Reading text:
□ □ □ □
Backup the traces directory to a new directory. This is useful when we want to keep the old traces for reference.

Return type:: None

add_traces(traces: List[Trace]) → None¶

Add traces to the TraceSet, and store the traces to disk.

Parameters:: traces (List[Trace]) – The traces to add to the TraceSet.
Return type:: None

add_workload_blob_tensor(def_name: str, workload_uuid: str, tensors: Dict[str, torch.Tensor]) → str¶

Store a dict of workload blob tensors to a safetensors file, and return the saved file path relative to the TraceSet root.

Parameters:

def_name (str) – The def name of the tensor.
workload_uuid (str) – The workload uuid of the tensor.
tensors (Dict[str, torch.Tensor]) – The dict of tensors to store.

Returns:

The file path of the saved tensor.

Return type:

str

Raises:

ValueError – If the root path is not set, or the constructed tensor path already exists.
□ □ □ □
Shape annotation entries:
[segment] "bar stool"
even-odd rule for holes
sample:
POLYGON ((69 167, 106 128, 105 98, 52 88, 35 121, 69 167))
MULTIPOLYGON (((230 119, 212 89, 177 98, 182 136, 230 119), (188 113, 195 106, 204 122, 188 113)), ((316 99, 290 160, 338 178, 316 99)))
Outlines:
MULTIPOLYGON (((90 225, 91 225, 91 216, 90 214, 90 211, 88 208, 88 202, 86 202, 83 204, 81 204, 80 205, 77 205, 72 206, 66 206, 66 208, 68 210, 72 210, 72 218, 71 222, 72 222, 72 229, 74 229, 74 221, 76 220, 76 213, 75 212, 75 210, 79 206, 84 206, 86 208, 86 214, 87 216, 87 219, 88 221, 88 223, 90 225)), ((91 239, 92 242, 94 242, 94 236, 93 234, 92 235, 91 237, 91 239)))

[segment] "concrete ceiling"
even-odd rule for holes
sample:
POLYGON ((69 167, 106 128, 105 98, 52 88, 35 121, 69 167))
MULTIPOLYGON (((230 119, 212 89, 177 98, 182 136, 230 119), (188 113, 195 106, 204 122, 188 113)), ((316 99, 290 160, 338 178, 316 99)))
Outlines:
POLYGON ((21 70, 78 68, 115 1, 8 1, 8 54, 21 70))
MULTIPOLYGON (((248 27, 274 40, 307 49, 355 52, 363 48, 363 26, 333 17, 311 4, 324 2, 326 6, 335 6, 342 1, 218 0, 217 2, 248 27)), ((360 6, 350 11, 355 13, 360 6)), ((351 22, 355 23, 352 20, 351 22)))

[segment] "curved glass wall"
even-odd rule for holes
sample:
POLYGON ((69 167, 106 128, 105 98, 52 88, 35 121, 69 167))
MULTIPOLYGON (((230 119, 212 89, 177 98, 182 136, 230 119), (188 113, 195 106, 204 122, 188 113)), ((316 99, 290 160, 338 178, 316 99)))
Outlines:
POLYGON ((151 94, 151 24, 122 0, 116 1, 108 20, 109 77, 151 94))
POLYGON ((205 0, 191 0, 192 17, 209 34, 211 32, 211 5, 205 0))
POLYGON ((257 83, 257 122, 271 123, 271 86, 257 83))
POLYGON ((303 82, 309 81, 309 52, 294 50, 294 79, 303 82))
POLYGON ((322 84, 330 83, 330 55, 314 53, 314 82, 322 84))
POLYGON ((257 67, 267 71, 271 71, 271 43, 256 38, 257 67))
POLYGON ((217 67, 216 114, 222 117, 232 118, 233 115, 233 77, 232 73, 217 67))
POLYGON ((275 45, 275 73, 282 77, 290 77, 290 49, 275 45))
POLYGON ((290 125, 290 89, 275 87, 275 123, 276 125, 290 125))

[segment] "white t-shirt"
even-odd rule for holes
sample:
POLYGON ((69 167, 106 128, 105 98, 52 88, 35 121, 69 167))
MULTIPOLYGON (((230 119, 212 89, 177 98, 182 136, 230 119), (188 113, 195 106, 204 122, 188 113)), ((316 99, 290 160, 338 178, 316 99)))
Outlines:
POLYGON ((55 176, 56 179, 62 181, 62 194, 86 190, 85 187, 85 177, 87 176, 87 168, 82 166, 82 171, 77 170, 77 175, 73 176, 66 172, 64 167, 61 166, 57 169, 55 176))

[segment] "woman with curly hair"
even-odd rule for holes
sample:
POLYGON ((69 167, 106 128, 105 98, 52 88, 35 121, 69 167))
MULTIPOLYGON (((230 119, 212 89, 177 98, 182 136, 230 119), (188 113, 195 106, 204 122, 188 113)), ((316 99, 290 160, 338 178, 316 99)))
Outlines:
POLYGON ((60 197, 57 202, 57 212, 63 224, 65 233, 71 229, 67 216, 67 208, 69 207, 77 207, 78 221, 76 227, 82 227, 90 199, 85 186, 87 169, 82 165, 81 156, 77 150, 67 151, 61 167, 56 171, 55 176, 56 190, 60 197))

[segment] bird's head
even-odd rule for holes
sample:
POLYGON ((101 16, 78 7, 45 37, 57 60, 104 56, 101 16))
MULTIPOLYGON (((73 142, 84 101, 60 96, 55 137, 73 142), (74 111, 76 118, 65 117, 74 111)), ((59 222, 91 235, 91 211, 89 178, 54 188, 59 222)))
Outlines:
□ □ □ □
Requirement:
Extend the TraceSet API documentation past its final line, keeping its format and style.

Answer for the task:
OSError – If writing to disk fails.

get_workload_blob_tensor(path_str: str) → Dict[str, torch.Tensor]¶

Get a workload blob tensor from disk to CPU.

Parameters:: path_str (str) – The file path of the tensor relative to the TraceSet root.
Returns:: The dict of tensors from the file.
Return type:: Dict[str, torch.Tensor]

add_workload_traces(traces: List[Trace]) → None¶

Add workload traces to the TraceSet, and store the traces to disk.

Parameters:: traces (List[Trace]) – The traces to add to the TraceSet.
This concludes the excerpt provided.